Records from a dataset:

****

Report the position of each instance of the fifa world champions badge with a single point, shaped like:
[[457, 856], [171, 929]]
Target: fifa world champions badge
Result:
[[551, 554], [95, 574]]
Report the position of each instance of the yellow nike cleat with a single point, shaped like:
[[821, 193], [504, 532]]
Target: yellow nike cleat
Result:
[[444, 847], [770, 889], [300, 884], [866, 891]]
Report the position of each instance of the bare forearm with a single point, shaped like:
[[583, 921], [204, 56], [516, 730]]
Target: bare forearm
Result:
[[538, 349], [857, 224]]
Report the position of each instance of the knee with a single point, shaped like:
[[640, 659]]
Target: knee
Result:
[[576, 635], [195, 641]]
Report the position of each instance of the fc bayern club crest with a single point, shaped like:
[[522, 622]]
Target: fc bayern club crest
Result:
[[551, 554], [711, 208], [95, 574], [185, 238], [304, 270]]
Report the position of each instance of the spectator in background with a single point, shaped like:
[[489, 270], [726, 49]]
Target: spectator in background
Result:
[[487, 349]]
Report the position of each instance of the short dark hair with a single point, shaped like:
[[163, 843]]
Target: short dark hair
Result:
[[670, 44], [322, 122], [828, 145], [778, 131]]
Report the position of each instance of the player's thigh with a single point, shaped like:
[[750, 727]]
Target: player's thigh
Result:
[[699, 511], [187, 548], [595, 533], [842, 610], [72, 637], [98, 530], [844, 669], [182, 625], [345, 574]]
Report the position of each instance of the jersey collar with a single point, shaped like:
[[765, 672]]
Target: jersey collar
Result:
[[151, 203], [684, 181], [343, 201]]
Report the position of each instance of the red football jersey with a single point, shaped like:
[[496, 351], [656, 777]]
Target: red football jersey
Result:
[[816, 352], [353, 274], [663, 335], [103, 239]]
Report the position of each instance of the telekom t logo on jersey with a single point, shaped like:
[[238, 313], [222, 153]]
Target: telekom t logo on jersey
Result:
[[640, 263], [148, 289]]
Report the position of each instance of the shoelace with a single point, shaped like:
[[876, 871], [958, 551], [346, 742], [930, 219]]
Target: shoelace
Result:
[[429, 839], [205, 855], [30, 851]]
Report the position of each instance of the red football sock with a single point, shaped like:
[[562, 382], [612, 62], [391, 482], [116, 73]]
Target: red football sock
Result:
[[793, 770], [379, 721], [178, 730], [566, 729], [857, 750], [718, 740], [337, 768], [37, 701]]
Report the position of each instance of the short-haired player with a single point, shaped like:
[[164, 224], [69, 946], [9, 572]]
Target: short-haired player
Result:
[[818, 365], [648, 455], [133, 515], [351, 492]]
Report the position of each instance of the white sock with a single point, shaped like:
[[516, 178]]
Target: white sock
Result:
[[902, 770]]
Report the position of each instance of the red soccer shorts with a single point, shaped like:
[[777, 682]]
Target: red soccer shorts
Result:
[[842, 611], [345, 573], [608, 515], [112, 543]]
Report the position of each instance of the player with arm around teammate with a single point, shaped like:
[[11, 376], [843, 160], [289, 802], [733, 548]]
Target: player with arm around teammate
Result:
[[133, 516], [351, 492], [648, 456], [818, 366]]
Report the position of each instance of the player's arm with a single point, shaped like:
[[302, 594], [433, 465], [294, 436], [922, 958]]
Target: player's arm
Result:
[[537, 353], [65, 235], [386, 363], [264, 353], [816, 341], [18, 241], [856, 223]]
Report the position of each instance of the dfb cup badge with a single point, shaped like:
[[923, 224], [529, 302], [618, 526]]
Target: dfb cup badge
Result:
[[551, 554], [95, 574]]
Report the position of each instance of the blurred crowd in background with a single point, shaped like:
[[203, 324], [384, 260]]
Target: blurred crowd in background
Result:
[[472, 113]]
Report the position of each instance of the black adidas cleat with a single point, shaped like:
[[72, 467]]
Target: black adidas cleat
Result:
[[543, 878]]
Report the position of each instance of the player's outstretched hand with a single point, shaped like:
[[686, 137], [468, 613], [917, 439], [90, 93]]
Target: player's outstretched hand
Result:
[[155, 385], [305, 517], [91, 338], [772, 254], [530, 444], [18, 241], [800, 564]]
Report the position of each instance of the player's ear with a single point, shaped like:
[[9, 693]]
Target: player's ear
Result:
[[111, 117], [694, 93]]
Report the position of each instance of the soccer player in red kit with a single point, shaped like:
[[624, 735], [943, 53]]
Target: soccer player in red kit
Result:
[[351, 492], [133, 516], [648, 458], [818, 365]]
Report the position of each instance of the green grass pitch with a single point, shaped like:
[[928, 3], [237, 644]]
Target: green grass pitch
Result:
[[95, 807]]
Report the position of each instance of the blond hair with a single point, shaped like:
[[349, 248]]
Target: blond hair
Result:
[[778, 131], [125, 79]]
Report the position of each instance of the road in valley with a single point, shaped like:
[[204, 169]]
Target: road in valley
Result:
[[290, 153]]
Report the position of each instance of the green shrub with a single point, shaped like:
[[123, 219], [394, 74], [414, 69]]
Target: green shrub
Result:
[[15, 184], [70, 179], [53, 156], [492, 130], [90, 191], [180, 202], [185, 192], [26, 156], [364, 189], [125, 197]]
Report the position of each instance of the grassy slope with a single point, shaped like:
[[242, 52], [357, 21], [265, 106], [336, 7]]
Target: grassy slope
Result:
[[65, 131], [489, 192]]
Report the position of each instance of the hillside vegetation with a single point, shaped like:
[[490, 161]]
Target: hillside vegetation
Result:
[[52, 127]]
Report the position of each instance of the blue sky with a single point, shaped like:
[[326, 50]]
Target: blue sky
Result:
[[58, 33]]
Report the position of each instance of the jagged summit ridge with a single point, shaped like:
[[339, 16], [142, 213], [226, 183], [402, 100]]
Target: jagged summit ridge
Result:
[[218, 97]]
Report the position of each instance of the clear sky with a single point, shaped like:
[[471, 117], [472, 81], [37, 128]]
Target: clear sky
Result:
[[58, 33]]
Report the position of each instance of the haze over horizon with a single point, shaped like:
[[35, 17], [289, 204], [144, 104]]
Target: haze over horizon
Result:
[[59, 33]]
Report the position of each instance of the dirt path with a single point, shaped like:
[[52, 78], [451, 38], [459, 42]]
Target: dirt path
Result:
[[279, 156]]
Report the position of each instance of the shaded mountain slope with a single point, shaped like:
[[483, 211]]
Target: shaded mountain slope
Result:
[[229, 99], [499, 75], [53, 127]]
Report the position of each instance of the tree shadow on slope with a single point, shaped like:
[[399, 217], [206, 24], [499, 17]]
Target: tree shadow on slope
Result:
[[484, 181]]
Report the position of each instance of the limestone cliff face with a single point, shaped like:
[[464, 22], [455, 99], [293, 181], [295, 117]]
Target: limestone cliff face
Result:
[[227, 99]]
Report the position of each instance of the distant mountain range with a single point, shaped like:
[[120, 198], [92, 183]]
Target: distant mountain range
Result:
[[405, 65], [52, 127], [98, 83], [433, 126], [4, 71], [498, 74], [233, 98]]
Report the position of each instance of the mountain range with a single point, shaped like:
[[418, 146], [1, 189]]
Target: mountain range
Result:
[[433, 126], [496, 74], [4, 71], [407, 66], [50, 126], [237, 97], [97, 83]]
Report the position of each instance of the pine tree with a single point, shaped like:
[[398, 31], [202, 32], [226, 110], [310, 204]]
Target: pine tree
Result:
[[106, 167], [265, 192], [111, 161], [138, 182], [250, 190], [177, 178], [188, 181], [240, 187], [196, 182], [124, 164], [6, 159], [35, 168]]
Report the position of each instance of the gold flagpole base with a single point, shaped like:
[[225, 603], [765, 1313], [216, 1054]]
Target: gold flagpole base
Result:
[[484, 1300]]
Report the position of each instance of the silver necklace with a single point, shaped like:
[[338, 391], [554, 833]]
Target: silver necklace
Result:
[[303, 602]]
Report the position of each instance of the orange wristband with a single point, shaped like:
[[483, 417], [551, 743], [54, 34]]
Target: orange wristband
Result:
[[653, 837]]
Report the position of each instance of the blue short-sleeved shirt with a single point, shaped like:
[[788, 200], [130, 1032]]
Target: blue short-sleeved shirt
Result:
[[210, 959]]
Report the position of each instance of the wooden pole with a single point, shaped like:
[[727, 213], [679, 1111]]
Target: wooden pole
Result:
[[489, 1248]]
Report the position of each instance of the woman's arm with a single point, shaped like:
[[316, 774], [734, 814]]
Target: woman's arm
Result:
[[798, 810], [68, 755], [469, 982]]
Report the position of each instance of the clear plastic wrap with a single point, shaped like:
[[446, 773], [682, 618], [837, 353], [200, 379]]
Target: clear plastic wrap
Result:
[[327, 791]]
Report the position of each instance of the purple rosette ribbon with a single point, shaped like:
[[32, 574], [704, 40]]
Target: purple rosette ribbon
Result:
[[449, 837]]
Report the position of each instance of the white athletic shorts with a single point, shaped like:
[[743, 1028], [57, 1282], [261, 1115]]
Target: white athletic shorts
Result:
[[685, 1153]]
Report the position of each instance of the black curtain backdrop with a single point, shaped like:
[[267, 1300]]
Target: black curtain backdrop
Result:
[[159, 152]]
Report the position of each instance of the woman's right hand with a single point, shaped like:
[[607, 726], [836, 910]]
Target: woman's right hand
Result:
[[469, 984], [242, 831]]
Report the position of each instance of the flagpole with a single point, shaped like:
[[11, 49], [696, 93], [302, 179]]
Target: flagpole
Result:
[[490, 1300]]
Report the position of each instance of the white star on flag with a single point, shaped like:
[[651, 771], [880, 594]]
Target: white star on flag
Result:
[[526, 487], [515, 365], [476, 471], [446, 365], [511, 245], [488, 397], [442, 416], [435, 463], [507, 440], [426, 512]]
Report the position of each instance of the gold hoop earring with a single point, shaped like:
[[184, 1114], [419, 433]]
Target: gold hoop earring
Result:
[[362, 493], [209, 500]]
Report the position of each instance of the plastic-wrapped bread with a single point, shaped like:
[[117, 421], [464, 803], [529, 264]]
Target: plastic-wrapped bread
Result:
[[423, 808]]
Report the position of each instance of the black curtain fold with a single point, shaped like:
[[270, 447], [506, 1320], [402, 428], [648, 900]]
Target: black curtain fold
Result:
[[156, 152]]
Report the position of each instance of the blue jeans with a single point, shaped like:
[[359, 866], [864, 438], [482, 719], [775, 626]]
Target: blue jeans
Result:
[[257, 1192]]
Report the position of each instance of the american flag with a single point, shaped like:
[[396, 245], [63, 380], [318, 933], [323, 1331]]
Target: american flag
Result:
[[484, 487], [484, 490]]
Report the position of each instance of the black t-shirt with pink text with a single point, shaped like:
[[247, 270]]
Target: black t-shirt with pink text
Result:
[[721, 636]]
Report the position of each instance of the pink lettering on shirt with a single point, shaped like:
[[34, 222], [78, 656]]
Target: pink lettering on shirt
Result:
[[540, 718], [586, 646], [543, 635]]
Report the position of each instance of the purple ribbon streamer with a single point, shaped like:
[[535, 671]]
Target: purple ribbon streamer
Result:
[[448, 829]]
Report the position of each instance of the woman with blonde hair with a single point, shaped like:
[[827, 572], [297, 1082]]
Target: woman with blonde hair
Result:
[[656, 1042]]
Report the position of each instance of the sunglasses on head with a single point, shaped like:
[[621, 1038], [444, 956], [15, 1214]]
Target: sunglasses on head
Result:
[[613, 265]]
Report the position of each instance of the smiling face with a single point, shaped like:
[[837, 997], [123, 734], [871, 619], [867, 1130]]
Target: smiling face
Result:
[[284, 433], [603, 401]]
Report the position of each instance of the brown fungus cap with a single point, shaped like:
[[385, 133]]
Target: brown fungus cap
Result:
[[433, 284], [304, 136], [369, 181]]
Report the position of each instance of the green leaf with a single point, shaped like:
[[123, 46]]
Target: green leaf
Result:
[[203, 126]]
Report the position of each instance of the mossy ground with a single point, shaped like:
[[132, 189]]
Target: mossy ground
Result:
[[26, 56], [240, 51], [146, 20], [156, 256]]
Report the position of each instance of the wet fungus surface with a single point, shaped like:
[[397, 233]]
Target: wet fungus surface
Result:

****

What this task involves:
Please rewrite the listing from the line with "Report the position of each instance of the hillside" up to and including the line with "[[218, 97]]", replacing "blue sky" with "pale sky" and keeping everything else the same. Give back only those lines.

Output:
Report the position of each instance of the hillside vegetation with a single point, shaped like:
[[490, 161]]
Target: hillside vegetation
Result:
[[52, 127]]
Report the position of each instance of the pale sky with a single point, shaped like:
[[326, 50]]
Target: pale sky
Result:
[[58, 33]]
Report the position of each instance of the jagged summit ridge with a single point, shaped like:
[[339, 16], [142, 213], [226, 183], [402, 100]]
Target: jagged summit ridge
Result:
[[218, 97]]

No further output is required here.